* SHORT TASK
Copy every one of the records below word for word, leaving out the pictures.

* MATERIAL
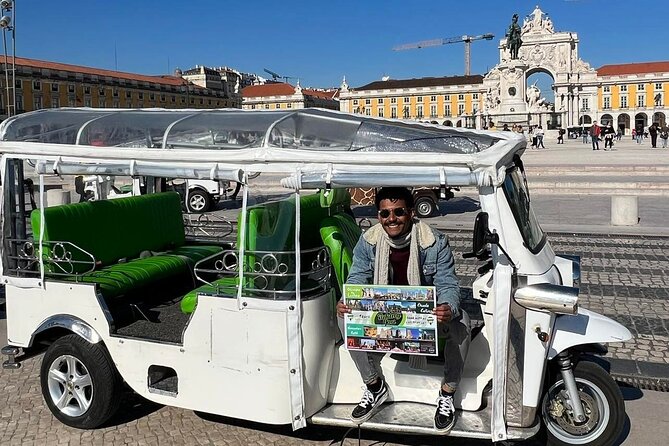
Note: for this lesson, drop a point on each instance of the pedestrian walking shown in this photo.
(561, 133)
(609, 133)
(595, 131)
(540, 138)
(652, 131)
(664, 135)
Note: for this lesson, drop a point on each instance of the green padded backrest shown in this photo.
(115, 229)
(271, 226)
(336, 200)
(340, 233)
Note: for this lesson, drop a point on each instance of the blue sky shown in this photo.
(319, 41)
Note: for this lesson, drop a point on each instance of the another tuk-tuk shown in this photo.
(219, 312)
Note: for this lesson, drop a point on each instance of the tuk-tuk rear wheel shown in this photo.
(79, 382)
(602, 403)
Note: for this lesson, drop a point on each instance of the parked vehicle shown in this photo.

* RESPONSE FOR THIS EXERCISE
Note: for this lesson, drop a point on each instance of the pedestrian walking shown in this photo.
(561, 133)
(609, 133)
(595, 131)
(540, 138)
(652, 131)
(664, 135)
Note: for this lesson, drop a point on each instance of the green padded backrest shown in this photo.
(115, 229)
(271, 226)
(336, 200)
(340, 233)
Note: for this lesson, drop a point on each instance of the blue sky shown in this photo.
(319, 41)
Note: for this lesson, drop a point on each instance of the another tuk-tuk shown in this photo.
(219, 312)
Note: for this lesson, drop a point on each instance of the tuk-tuk rear wheel shown in this photo.
(79, 382)
(602, 403)
Note: for this lesson, drop a point on each instance of the parked vehicle shown in this photo.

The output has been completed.